Stated problem: Reproduce the passage below about Ardeer railway station word for word.

Passage to read:

On 2 April 1929, the station opened, coinciding with the introduction of a passenger service for factory workers at Ardeer and Deer Park. The loop siding was to the east of the former Fitzgerald Road level crossing, and the platform was to the west of it, on the north side of the line. In 1934, it was renamed Ardeer Siding. On 28 August 1956, the station was closed and the passenger platform removed.

1976-present
In 1976, the line through the section of the former station was duplicated from Sunshine to Deer Park West Junction. On 2 May 1977, the current Ardeer station opened, with an island platform being provided at the up end of the existing siding, about 800 metres further east than the former station. In 1981, the Nobel (Australasia) Pty Ltd Siding was renamed ICI Australia Operations Pty Ltd Siding and, in 1990, was abolished.

As part of the Regional Rail Link project, the station underwent a minor platform upgrade. Noise walls were also installed along the corridor, and safety gates were provided at nearby pedestrian crossings.

First announced by the Andrews State Government in 2018, the station is set to be integrated into the metropolitan railway network, as part of the Western Rail Plan.

Platforms and services

Ardeer has one island platform with two faces. It is served by V/Line Ballarat and Ararat line trains.

Supplied material:

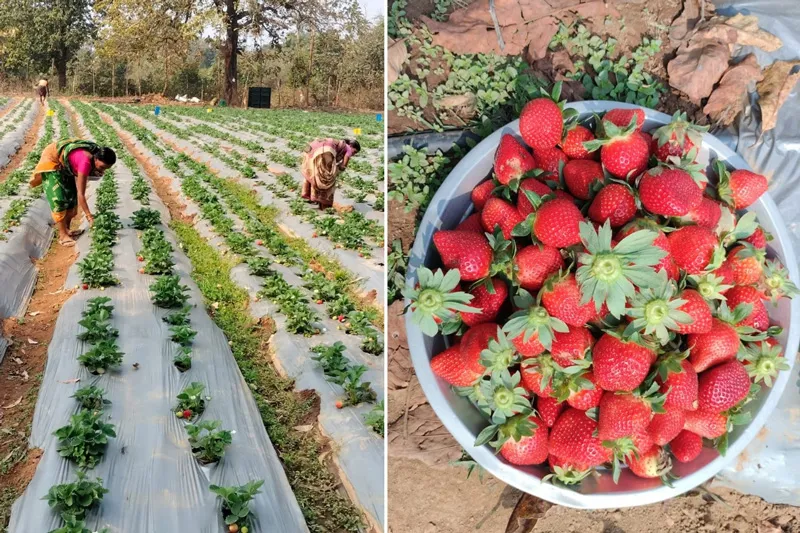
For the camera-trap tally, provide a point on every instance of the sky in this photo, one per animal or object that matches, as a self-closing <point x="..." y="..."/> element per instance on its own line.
<point x="374" y="7"/>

Written response:
On 2 April 1929, the station opened, coinciding with the introduction of a passenger service for factory workers at Ardeer and Deer Park. The loop siding was to the east of the former Fitzgerald Road level crossing, and the platform was to the west of it, on the north side of the line. In 1934, it was renamed Ardeer Siding. On 28 August 1956, the station was closed and the passenger platform removed.

1976-present
In 1976, the line through the section of the former station was duplicated from Sunshine to Deer Park West Junction. On 2 May 1977, the current Ardeer station opened, with an island platform being provided at the up end of the existing siding, about 800 metres further east than the former station. In 1981, the Nobel (Australasia) Pty Ltd Siding was renamed ICI Australia Operations Pty Ltd Siding and, in 1990, was abolished.

As part of the Regional Rail Link project, the station underwent a minor platform upgrade. Noise walls were also installed along the corridor, and safety gates were provided at nearby pedestrian crossings.

First announced by the Andrews State Government in 2018, the station is set to be integrated into the metropolitan railway network, as part of the Western Rail Plan.

Platforms and services

Ardeer has one island platform with two faces. It is served by V/Line Ballarat and Ararat line trains.